▸ YOUR INSTRUCTIONS
From the records below, extract all the text exactly and leave the images behind.

*** TASK MATERIAL Section Begins ***

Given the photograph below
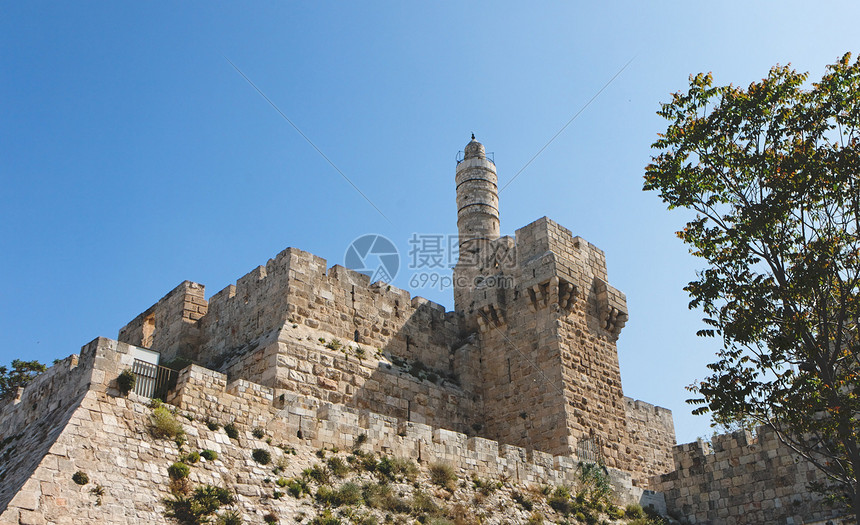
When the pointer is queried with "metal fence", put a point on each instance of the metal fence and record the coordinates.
(152, 381)
(589, 450)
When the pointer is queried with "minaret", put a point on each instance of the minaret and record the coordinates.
(477, 218)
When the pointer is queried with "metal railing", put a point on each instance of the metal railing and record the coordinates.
(152, 381)
(461, 156)
(590, 450)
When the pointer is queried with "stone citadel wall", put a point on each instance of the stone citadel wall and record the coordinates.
(106, 436)
(530, 360)
(739, 479)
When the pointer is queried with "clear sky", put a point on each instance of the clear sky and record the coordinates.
(133, 155)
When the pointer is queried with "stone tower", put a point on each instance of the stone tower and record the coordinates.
(477, 218)
(545, 321)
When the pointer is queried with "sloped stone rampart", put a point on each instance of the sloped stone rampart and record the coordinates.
(107, 436)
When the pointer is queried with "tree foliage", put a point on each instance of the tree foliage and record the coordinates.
(772, 173)
(22, 373)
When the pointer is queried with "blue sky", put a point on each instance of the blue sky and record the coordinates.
(133, 156)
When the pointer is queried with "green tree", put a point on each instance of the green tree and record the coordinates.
(22, 373)
(771, 174)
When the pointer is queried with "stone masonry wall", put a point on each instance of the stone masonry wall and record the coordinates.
(550, 367)
(206, 394)
(739, 480)
(357, 376)
(170, 325)
(32, 423)
(649, 439)
(107, 436)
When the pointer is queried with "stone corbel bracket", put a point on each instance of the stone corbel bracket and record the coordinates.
(553, 292)
(490, 316)
(612, 307)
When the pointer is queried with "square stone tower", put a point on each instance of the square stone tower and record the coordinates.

*** TASK MATERIAL Section Ends ***

▸ YOUR SOLUTION
Given the photograph below
When the pointer is queried with "metal fence", put a point on each instance of the metal fence and record the coordinates.
(152, 381)
(589, 450)
When the pointer is queried with "minaret", put a point on each instance of the minaret and record the coordinates.
(477, 218)
When the pointer is queried with "metal railing", put a point on each instance of the metal railing and record the coordinates.
(152, 381)
(461, 156)
(590, 450)
When the pointer is queried with "stone citadel wall", put a point on each instance of the stone citadel wall and record the coordinates.
(106, 436)
(530, 360)
(739, 479)
When the pointer is queried with "clear sky", put a point on each instance of the clear sky and record the coordinates.
(133, 155)
When the pointer is queried with "stone tower", put a point on each instance of the stone tower and record the coordinates.
(477, 218)
(545, 321)
When the pointer is queried with "sloped stone rampart", put a point on each instance of the sloped stone rampart and record the coordinates.
(107, 436)
When the pointer is queried with "tree foliage", put a point on each instance of the tree foliage and record the coordinates.
(772, 173)
(22, 373)
When the pointer is queried with "blue sky", put a point on each instance of the blue sky and record the coordinates.
(133, 156)
When the pointer is queried with "green tree", put a point on each instance of the green tree and record the coordinates.
(22, 373)
(771, 174)
When the pointer is queried with "stone masonry wall", put a point on each instance of the stone masonry wall and record the coordinates.
(550, 367)
(206, 394)
(739, 480)
(357, 376)
(170, 325)
(32, 423)
(649, 439)
(107, 436)
When the pointer is queried with "stone corbel bracket", put a point on each instance of the stone corbel bracket and record the coordinates.
(553, 292)
(490, 316)
(612, 307)
When the pointer is queried with "square stone tower", put a point on each instance of the square stone tower and record the coordinates.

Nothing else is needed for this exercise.